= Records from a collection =
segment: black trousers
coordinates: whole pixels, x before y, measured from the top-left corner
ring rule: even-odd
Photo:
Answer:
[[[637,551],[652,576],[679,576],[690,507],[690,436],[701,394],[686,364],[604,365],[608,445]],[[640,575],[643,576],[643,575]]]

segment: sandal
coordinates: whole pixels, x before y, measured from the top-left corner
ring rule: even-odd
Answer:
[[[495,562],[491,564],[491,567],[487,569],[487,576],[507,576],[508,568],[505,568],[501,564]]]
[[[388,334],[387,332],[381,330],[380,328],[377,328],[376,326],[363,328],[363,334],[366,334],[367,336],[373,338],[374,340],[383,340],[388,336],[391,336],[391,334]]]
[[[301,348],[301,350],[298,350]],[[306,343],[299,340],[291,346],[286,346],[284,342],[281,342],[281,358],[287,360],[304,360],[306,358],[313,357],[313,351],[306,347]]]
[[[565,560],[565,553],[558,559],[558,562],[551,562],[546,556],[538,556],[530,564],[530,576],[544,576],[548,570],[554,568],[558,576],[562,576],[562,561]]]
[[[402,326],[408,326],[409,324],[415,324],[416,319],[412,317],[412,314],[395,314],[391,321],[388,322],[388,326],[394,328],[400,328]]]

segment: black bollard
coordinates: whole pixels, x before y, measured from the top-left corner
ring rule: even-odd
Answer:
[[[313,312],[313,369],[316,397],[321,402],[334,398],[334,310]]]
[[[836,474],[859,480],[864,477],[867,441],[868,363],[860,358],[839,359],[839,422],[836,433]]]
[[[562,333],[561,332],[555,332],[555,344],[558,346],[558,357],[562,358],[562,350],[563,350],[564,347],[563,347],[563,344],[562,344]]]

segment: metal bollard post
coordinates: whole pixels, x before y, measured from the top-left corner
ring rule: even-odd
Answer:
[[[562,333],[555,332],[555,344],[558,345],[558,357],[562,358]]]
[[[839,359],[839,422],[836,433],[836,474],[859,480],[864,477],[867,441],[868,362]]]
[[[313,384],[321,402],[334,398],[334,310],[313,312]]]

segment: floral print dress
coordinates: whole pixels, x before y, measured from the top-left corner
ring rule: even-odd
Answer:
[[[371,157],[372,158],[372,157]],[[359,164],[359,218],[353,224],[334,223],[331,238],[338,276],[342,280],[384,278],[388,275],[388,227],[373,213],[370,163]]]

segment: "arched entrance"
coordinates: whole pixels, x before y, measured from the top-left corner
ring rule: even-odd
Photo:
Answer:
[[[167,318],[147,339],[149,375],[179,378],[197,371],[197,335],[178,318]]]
...
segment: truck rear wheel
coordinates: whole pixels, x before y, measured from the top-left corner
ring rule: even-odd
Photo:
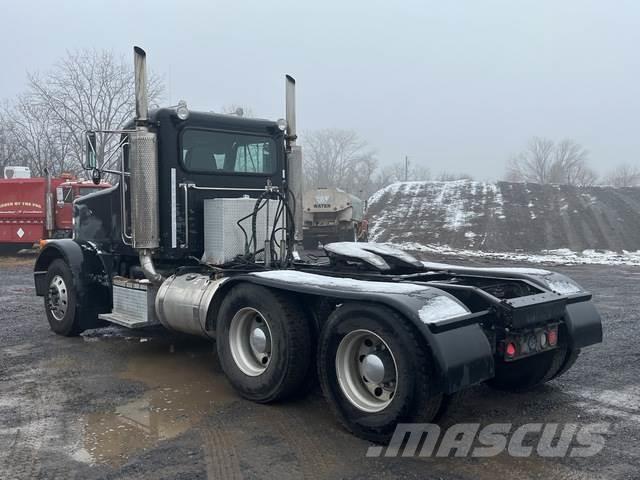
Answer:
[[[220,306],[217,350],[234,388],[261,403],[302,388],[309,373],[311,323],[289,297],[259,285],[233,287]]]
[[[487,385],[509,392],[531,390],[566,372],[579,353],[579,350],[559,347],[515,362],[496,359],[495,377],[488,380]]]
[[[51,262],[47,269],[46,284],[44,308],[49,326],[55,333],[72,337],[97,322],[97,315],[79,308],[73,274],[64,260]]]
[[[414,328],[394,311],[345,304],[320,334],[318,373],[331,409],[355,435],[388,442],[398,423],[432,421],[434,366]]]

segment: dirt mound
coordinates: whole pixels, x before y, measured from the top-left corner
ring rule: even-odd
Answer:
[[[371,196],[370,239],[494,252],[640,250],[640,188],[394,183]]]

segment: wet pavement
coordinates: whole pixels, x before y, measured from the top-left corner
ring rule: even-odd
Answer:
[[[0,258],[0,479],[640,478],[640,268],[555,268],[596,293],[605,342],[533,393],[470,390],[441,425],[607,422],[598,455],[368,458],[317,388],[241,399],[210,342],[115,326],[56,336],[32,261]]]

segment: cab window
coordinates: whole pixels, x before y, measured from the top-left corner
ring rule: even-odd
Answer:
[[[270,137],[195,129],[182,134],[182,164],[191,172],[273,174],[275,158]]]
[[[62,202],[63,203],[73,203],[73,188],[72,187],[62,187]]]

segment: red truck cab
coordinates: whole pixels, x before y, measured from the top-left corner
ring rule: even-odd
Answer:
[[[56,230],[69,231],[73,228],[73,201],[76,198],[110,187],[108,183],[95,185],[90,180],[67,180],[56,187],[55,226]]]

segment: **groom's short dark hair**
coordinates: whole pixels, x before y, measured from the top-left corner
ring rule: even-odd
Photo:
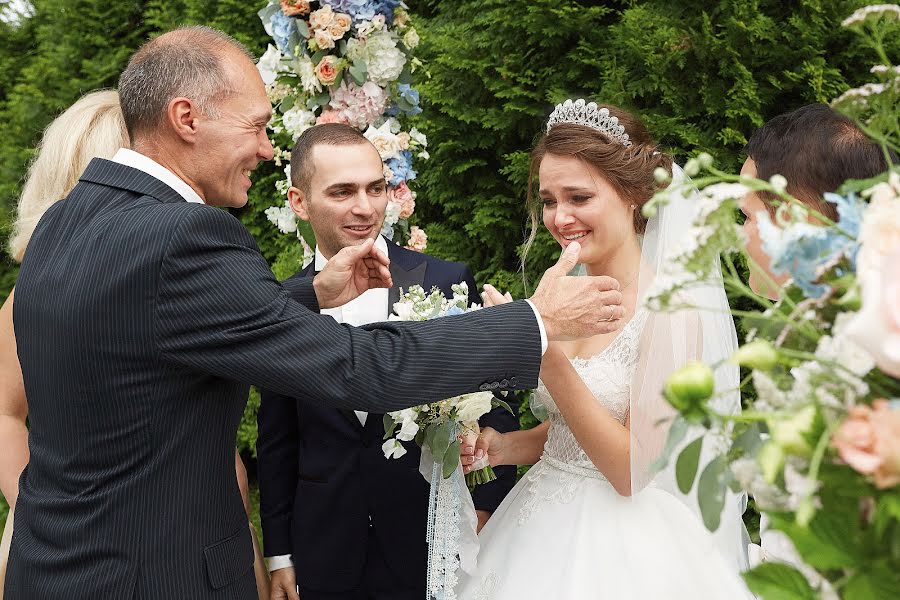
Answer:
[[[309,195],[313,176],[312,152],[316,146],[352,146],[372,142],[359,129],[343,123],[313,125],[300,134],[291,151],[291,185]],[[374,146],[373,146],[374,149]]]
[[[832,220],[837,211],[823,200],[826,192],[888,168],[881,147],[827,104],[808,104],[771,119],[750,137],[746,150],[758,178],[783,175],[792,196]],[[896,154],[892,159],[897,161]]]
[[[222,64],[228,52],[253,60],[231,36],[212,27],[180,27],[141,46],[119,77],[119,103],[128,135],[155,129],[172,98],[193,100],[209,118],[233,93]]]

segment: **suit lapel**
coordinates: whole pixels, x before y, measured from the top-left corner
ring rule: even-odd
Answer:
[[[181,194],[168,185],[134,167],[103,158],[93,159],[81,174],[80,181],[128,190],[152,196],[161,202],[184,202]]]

= Task item =
Select every line in the records above that contains the word "black".

= Exercise response =
segment: black trousers
segment: black bollard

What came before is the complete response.